**RECORDS SUPPLIED**

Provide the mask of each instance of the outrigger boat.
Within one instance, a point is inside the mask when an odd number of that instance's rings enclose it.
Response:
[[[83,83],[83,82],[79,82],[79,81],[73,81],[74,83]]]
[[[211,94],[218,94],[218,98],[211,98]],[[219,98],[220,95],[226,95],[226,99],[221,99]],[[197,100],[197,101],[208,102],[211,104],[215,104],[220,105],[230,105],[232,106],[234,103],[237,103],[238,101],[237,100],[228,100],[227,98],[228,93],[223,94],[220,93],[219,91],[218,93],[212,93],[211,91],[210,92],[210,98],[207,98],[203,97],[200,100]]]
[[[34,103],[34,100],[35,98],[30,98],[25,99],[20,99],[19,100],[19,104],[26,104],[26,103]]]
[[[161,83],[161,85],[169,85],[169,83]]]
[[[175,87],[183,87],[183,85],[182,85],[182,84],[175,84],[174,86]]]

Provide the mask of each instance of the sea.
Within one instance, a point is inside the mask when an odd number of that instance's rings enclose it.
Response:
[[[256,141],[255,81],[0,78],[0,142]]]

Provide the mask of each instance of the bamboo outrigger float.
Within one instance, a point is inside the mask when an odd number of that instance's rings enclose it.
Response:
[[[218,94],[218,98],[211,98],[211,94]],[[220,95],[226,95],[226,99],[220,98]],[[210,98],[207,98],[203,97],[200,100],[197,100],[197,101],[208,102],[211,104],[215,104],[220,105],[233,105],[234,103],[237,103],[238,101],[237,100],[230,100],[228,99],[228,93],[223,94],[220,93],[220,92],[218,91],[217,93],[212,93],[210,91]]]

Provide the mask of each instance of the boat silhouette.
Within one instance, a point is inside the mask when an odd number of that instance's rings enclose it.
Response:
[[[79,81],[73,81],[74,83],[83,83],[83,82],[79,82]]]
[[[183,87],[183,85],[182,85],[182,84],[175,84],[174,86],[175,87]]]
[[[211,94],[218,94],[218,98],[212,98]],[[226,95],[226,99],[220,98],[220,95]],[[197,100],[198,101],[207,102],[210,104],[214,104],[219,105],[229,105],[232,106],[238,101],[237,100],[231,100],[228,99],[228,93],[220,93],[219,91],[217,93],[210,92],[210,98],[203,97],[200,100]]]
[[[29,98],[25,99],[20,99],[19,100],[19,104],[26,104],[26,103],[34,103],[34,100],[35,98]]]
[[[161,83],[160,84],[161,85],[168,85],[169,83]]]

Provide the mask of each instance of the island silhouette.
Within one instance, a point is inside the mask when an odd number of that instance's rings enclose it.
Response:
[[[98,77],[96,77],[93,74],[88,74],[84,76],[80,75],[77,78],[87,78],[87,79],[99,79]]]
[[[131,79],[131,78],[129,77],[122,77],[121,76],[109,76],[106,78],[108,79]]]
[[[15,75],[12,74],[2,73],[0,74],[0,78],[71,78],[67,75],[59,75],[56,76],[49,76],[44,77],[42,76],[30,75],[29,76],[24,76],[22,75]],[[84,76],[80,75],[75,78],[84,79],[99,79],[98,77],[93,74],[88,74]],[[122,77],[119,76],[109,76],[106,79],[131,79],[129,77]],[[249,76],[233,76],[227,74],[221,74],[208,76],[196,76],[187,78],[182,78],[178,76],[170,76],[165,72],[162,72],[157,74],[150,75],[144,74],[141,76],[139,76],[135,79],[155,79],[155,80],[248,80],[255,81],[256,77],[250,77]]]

**THE PROBLEM**
Write out all of the lines above as a JSON list of strings, one string for each line, with blank lines left out.

**CORRECT RESULT**
[
  "Provide the mask of each instance of the outrigger boat.",
  "Within one instance, a point is inside the mask when an odd number of that instance's rings enclose it.",
  "Response:",
  "[[[83,83],[83,82],[79,82],[79,81],[73,81],[74,83]]]",
  "[[[211,94],[218,94],[218,98],[211,98]],[[219,98],[220,95],[226,95],[226,99],[221,99]],[[197,100],[197,101],[208,102],[211,104],[215,104],[220,105],[230,105],[232,106],[234,103],[237,103],[238,101],[237,100],[228,100],[227,98],[228,93],[223,94],[220,93],[219,91],[218,93],[212,93],[211,91],[210,92],[210,98],[207,98],[203,97],[200,100]]]",
  "[[[34,103],[34,100],[35,98],[30,98],[25,99],[20,99],[19,100],[19,104],[26,104],[26,103]]]",
  "[[[161,83],[161,85],[169,85],[169,83]]]",
  "[[[175,87],[183,87],[183,85],[182,85],[182,84],[175,84],[174,86]]]",
  "Provide the mask of each instance of the sea.",
  "Within one instance, a point is inside the mask when an odd number of that instance's rings enclose it.",
  "Response:",
  "[[[256,141],[255,81],[0,78],[0,142]]]",
  "Provide the mask of each instance of the bamboo outrigger float.",
  "Within one instance, a point is inside the mask when an odd number of that instance's rings enclose it.",
  "Response:",
  "[[[218,94],[218,98],[211,98],[211,94]],[[220,95],[226,95],[226,99],[220,98]],[[210,98],[207,98],[203,97],[200,100],[197,100],[197,101],[208,102],[211,104],[215,104],[220,105],[233,105],[234,103],[237,103],[238,101],[237,100],[230,100],[228,99],[228,93],[223,94],[220,93],[220,92],[218,91],[217,93],[212,93],[210,91]]]",
  "Provide the mask of each instance of the boat silhouette.",
  "Within one instance, a point is inside the mask when an odd number of that instance's rings enclose it.",
  "Response:",
  "[[[79,81],[73,81],[74,83],[83,83],[83,82],[79,82]]]",
  "[[[183,87],[183,85],[182,85],[182,84],[175,84],[174,86],[175,87]]]",
  "[[[211,94],[218,94],[218,98],[212,98]],[[226,95],[226,99],[220,98],[220,95]],[[197,100],[198,101],[207,102],[210,104],[214,104],[219,105],[229,105],[232,106],[238,101],[237,100],[231,100],[228,99],[228,93],[220,93],[219,91],[217,93],[210,92],[210,98],[203,97],[200,100]]]",
  "[[[29,98],[25,99],[20,99],[19,100],[19,104],[26,104],[26,103],[34,103],[34,100],[35,98]]]",
  "[[[161,83],[160,84],[161,85],[168,85],[169,83]]]",
  "Provide the mask of each instance of the island silhouette.",
  "Within one instance, a point is inside the mask when an odd number of that instance's rings enclose it.",
  "Response:",
  "[[[98,77],[96,77],[93,74],[88,74],[84,76],[80,75],[77,78],[87,78],[87,79],[99,79]]]",
  "[[[131,79],[131,78],[129,77],[122,77],[121,76],[109,76],[106,78],[108,79]]]",
  "[[[15,75],[12,74],[2,73],[0,74],[0,78],[71,78],[67,75],[59,75],[56,76],[49,76],[44,77],[42,76],[30,75],[29,76],[24,76],[22,75]],[[84,76],[80,75],[75,78],[84,79],[99,79],[98,77],[93,74],[88,74]],[[122,77],[119,76],[109,76],[106,79],[131,79],[129,77]],[[249,76],[233,76],[227,74],[221,74],[208,76],[196,76],[187,78],[182,78],[178,76],[170,76],[165,72],[162,72],[157,74],[150,75],[144,74],[141,76],[139,76],[135,79],[155,79],[155,80],[248,80],[255,81],[256,77],[250,77]]]"
]